__Directive__:
Beginning with the line that holds "Keypoint placement: for each instance of the wooden chair, put", set down each line of the data below through the very last, exactly as given, and nothing beyond that.

__Data entries__:
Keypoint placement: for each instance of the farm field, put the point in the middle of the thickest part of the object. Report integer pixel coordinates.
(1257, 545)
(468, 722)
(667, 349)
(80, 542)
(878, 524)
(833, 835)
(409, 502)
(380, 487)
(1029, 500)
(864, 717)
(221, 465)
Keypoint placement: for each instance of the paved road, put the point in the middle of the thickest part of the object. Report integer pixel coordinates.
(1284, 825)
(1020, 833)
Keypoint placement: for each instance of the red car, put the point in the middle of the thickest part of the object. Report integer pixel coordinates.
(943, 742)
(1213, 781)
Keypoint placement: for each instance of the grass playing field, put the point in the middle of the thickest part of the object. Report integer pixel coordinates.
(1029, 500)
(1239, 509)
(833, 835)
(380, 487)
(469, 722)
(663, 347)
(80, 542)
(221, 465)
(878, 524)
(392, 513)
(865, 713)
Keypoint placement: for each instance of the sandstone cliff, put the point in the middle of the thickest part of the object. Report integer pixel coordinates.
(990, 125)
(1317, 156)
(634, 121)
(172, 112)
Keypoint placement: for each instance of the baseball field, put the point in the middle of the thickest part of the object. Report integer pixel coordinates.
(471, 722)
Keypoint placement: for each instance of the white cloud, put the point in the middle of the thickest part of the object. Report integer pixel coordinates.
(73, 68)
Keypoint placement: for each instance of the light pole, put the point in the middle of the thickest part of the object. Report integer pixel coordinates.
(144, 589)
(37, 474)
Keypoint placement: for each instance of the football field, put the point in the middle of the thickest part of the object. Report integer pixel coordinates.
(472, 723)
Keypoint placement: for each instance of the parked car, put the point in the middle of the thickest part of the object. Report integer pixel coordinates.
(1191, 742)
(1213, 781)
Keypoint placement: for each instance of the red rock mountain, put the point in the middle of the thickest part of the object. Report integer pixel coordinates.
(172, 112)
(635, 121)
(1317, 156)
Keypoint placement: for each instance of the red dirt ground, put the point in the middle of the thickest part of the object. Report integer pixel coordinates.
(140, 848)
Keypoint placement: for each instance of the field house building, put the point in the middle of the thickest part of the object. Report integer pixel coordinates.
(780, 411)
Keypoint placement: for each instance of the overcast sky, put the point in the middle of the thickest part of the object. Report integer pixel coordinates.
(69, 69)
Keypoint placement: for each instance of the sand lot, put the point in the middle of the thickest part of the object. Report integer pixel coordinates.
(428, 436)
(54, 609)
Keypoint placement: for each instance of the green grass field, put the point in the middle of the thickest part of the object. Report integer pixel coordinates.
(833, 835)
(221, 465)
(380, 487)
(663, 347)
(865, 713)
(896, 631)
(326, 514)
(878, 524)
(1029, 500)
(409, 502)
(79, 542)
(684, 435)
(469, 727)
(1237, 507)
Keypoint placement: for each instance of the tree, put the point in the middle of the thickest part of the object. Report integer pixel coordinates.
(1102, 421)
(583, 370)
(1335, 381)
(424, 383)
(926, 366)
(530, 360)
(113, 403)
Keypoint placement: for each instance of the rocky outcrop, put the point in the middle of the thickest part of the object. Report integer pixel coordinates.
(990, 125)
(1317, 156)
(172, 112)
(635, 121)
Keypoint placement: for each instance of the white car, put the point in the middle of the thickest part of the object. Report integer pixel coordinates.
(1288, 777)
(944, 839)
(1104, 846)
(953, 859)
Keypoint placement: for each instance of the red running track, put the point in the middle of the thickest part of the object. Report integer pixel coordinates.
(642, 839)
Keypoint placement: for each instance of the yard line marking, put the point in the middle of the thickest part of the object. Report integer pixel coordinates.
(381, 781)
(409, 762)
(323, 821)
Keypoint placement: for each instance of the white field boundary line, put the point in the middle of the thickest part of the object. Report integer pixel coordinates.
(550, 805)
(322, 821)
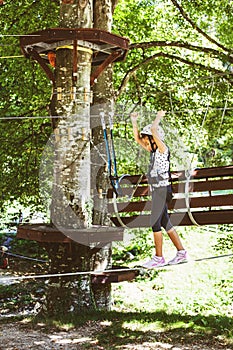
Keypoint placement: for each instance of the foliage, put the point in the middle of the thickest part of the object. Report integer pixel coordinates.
(179, 59)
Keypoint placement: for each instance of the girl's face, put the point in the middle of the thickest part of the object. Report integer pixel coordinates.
(149, 143)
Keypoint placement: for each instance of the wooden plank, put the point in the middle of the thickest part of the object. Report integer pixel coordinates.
(176, 203)
(181, 219)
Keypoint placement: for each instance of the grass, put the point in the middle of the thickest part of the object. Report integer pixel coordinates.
(191, 302)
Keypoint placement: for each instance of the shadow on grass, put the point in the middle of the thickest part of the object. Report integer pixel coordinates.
(123, 328)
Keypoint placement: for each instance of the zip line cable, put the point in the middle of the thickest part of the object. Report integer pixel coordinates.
(224, 109)
(100, 272)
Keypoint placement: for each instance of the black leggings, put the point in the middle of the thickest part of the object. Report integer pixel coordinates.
(159, 215)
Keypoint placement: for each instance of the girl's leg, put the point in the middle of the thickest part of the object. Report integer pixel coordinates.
(158, 241)
(175, 239)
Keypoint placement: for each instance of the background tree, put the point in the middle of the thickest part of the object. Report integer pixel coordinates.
(179, 59)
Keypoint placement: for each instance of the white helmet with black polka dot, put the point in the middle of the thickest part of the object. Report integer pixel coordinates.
(147, 131)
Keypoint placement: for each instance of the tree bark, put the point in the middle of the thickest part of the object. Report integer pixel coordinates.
(76, 181)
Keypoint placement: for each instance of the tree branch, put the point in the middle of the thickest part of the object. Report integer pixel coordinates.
(199, 30)
(172, 57)
(208, 50)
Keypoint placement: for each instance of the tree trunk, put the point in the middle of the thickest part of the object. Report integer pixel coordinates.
(75, 180)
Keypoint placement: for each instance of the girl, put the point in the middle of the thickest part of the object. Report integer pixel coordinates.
(151, 139)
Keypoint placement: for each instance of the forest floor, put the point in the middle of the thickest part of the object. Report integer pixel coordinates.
(181, 308)
(20, 336)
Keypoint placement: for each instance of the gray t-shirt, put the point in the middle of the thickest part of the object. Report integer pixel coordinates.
(159, 168)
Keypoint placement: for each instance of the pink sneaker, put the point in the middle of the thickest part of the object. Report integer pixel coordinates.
(156, 261)
(181, 257)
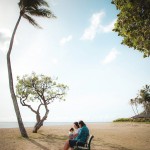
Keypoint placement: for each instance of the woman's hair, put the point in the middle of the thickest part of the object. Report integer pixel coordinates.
(76, 123)
(82, 123)
(72, 129)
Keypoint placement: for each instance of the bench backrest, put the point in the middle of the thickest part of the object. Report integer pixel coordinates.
(88, 142)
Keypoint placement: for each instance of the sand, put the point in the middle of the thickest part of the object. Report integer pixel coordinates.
(107, 136)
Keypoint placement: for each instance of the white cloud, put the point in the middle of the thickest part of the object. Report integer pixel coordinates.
(64, 40)
(112, 55)
(90, 32)
(54, 61)
(96, 26)
(109, 27)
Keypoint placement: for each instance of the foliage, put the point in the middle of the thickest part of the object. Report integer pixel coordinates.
(38, 8)
(41, 89)
(143, 98)
(133, 24)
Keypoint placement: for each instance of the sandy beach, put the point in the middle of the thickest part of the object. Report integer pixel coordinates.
(107, 136)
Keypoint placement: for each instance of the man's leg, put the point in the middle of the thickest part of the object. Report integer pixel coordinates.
(66, 146)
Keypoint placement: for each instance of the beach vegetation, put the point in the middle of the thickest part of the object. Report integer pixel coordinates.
(38, 91)
(142, 98)
(28, 8)
(133, 24)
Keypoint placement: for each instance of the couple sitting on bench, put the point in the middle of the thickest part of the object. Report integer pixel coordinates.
(78, 138)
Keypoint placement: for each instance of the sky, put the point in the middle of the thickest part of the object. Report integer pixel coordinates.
(80, 48)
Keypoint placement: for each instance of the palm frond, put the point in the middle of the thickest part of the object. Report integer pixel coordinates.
(41, 12)
(31, 20)
(32, 3)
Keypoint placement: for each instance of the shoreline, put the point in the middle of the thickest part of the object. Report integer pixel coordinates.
(107, 136)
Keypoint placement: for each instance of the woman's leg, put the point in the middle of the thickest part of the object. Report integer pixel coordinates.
(66, 146)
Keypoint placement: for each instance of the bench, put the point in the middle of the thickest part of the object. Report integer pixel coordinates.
(87, 145)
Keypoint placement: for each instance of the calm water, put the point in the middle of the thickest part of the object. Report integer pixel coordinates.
(30, 124)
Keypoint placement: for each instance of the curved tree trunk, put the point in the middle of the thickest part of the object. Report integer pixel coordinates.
(11, 86)
(40, 121)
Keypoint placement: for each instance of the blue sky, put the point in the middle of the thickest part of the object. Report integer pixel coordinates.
(80, 49)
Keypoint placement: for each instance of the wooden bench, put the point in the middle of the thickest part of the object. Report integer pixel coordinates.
(87, 145)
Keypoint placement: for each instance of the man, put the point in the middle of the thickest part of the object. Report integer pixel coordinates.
(80, 139)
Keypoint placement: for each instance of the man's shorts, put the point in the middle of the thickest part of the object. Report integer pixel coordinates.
(72, 143)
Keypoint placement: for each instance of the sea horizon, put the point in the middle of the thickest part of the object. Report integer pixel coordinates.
(13, 124)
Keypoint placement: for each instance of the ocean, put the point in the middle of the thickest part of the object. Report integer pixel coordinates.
(31, 124)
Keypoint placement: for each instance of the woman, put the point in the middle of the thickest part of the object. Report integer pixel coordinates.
(77, 129)
(81, 137)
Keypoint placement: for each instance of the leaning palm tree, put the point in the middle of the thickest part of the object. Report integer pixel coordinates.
(28, 8)
(132, 103)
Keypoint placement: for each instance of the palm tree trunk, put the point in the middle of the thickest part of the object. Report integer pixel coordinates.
(133, 109)
(11, 86)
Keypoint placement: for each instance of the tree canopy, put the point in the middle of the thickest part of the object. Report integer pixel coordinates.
(133, 24)
(41, 89)
(143, 98)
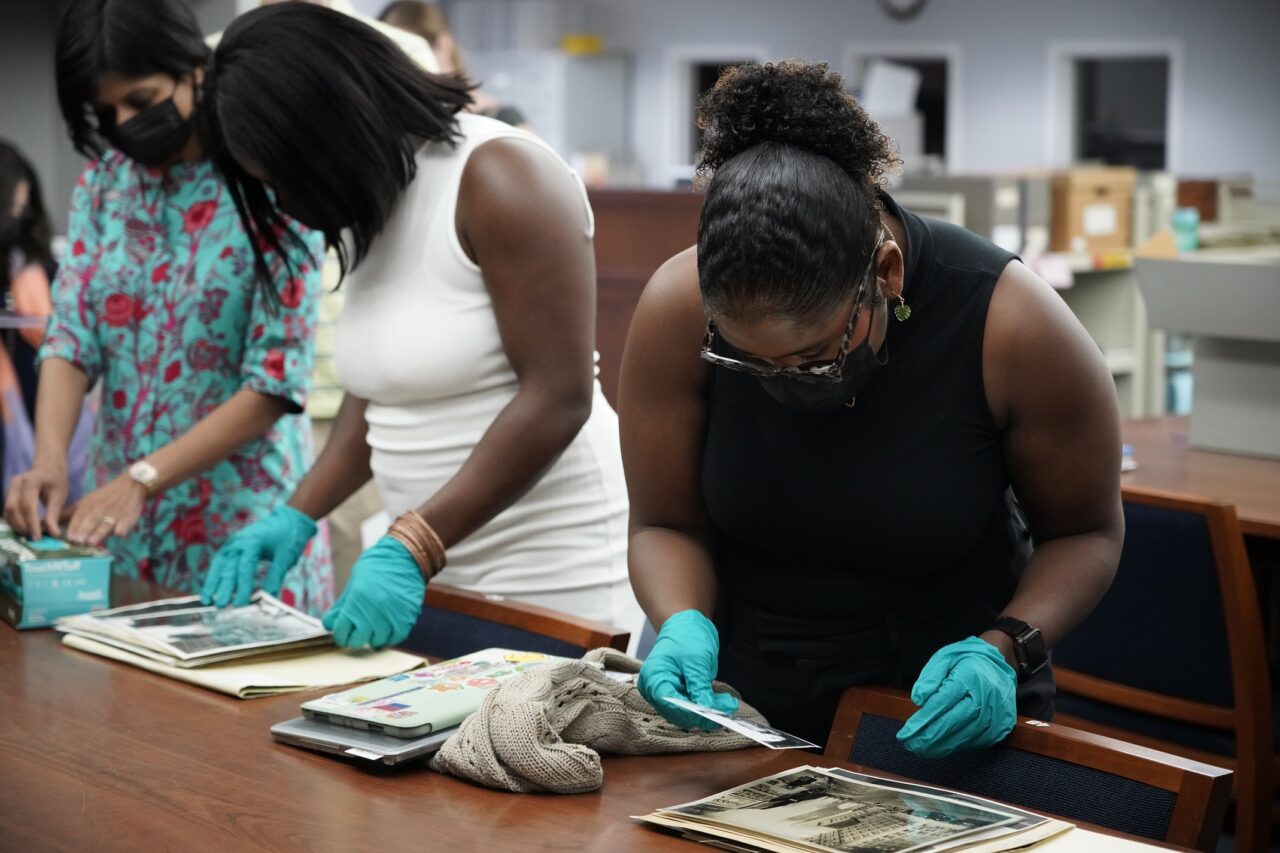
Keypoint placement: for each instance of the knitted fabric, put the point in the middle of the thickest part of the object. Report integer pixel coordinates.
(544, 730)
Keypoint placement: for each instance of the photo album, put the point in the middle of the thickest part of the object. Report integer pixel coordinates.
(840, 811)
(184, 633)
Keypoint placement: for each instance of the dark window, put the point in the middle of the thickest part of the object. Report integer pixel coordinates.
(1121, 112)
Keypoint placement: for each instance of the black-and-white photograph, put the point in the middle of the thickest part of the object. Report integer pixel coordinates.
(836, 813)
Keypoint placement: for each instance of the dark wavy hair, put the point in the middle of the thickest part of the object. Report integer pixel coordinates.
(330, 112)
(35, 232)
(791, 165)
(129, 37)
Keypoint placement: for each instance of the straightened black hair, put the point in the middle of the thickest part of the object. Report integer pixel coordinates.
(36, 232)
(791, 213)
(330, 112)
(129, 37)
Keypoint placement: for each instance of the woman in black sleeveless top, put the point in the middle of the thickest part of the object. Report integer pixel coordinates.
(832, 479)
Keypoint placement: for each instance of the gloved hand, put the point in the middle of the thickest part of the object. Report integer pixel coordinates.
(682, 664)
(280, 537)
(382, 600)
(965, 698)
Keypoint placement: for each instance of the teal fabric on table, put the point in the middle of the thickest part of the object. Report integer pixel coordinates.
(155, 299)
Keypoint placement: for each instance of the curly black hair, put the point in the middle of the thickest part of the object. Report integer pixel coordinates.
(792, 167)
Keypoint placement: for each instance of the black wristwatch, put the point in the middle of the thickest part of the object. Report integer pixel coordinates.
(1028, 646)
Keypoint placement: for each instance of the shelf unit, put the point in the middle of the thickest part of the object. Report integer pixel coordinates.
(1105, 297)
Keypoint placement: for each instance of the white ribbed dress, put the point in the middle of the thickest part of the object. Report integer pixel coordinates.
(419, 340)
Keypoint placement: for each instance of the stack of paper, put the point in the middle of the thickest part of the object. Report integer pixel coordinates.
(259, 678)
(263, 648)
(182, 632)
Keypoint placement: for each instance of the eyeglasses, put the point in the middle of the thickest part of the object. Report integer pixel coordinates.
(822, 370)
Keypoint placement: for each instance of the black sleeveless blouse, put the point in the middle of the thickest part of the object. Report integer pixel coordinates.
(850, 546)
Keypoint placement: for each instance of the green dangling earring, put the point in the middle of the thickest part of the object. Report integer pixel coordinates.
(901, 311)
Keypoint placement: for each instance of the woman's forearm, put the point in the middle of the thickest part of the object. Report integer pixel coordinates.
(245, 416)
(525, 438)
(59, 398)
(342, 466)
(1061, 584)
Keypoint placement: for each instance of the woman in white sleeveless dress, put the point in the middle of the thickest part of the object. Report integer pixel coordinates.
(466, 338)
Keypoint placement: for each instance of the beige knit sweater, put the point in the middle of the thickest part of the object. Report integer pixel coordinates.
(544, 730)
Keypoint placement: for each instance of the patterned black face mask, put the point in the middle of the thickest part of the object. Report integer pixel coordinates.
(816, 397)
(154, 136)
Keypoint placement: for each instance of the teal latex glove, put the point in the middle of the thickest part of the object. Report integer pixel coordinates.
(967, 701)
(279, 537)
(682, 664)
(382, 600)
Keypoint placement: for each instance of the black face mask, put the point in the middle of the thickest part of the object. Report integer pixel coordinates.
(816, 397)
(154, 136)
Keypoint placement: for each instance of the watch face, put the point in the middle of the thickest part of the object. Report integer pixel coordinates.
(144, 473)
(1032, 647)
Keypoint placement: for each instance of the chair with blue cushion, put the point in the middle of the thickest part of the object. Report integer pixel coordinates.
(1174, 656)
(456, 621)
(1046, 767)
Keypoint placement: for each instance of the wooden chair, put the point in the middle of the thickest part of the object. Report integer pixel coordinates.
(456, 621)
(1174, 655)
(1046, 767)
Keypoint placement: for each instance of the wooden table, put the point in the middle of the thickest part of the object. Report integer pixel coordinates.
(1168, 461)
(100, 756)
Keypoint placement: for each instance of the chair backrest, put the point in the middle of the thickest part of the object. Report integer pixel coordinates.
(1046, 767)
(456, 621)
(1179, 634)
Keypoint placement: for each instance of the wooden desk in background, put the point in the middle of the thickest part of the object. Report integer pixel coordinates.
(636, 231)
(1168, 461)
(100, 756)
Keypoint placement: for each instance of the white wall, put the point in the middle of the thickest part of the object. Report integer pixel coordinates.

__Result of the exercise__:
Keypoint placement: for each instance of the wooden chair, put the point in the middle of the thickest part of the object. Report integer pixel coordinates.
(456, 621)
(1174, 655)
(1046, 767)
Keypoint placement: for each instance of the wooden table, put the point in the middle of the thickest part of the object. Report integer pixel coordinates.
(1168, 461)
(100, 756)
Keypoint placement: for each instance of the chair backrest, put the point in the middle of the thickest part of the object. Report integer pixel coordinates.
(1046, 767)
(456, 621)
(1179, 634)
Keypoint placement: for each instance of the wooden desk in background, put the point in the middle of the thickest part of the object. Report integer pixel coordinates.
(636, 231)
(1168, 461)
(100, 756)
Keypoint placement: for each instance of the white wall, put the point in the middle of the thickest part of the object. Report integer pixel coordinates.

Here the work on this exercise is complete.